━━━ Study text
Food Allergy

Food allergies affect approximately 3% of the population. An allergic response occurs not upon the initial ingestion of a food substance, but upon subsequent exposure. Many people find that the first time they try something there is no reaction at all. It is only when they go to eat a particular food again that the response occurs. This is what is known as a hypersensitivity reaction. The reaction occurs due to a sensitisation of the immune system to whatever it is in a food substance that the body identifies as an allergen. These are usually proteins that can survive the various obstacles in place to cross over the gastrointestinal membrane and enter into the circulatory system. This initial exposure causes a release of IgE from white blood cells called lymphocytes. The IgE then circulates throughout the body and attaches itself to various different cells and organs. The next time the particular allergen is ingested, once in the body, it is drawn to the previously released IgE molecules that attached to specialised cells located throughout the body in various tissues and various and organs. The specialised cells, called mast cells, are then stimulated to release a host of chemicals and hormones (i.e. histamine) into the bloodstream and cause the ensuing allergic response symptoms.

For most individuals, food allergies are more likely to occur if there is a family history of allergy susceptibility. The allergy does not have to be to food in particular, but can be any of a range of different types of allergies such as hay fever or animal dander.
━━━━━━
━━━ Input data
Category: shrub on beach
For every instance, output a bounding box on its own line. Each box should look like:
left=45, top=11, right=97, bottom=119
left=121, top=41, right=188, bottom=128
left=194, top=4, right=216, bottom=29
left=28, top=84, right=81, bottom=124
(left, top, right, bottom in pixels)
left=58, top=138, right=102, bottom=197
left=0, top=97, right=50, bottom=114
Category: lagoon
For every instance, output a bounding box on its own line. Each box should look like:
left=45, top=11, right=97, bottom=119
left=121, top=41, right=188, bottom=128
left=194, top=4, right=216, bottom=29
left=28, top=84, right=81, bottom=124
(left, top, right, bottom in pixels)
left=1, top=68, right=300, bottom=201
━━━━━━
| Assigned task 1 |
Name every kind of allergy that the food allergy text mentions.
| Assigned task 2 |
According to the food allergy text, about what share of the population has food allergies?
| Assigned task 3 |
Write a continuation of the food allergy text, starting after its last sentence.
The stored records are separate material and have nothing to do with the food allergy text.

| Exercise result 1 |
Food allergy, hay fever, and allergy to animal dander.

| Exercise result 2 |
About 3% of the population.

| Exercise result 3 |
It is vitally important for individuals who suffer from a food allergy to identify it and avoid it. While some allergic responses can be mild and limited to nausea and vomiting, more severe reactions can lead to anaphylaxis and even death. For those who suffer from a life threatening food allergy (more often seen with nuts and shellfish) it is important to carry an emergency dose of adrenaline in case the offending food is accidentally ingested. This is given in the form of an injection and acts as a form of antidote to the food allergen and prevents the heart from stopping.

Food Allergies to Dairy Products, Gluten, Eggs, Fish, Shellfish, Nuts, Soya & Additives

Most often allergic reactions are due to exposure to food stuffs such as dairy products, gluten, eggs, fish and shellfish, nuts, soya, and a variety of different additives. Food allergies can sometimes be mistaken for food intolerance, which is slightly different to a true allergy.

Food intolerances

What you might think is an allergy may just be an intolerance to a certain food or foods. While a food intolerance can still be uncomfortable, your symptoms may disappear if you reduce your consumption of the offending food. Either way, it can be beneficial to have a consultation with an allergist to discover any food allergies, or even minor food intolerances, which may have been causing slight symptoms, such as headaches or bloating. By reducing your intake of the foods provoking the latter, you may be able to improve your general health and wellbeing with little effort.

Food allergies

If there is someone in your family who has been diagnosed with a food allergy then it is more likely that you may have or develop one too. The predisposition to produce the antibody IgE that reacts, or rather overreacts, to certain allergens like food seems to be a hereditary trait. This only occurs once the individual has been exposed to the food. After this, the next time you consume the same food, the body produces antibodies specifically targeted at this allergen, thus causing a reaction. It is important to note however that a food allergy can develop at any time in your life, not just the second time you consume a particular food. It is therefore crucial not to dismiss a type of food as a possible cause or factor in your reaction merely because it has not provoked a reaction previously.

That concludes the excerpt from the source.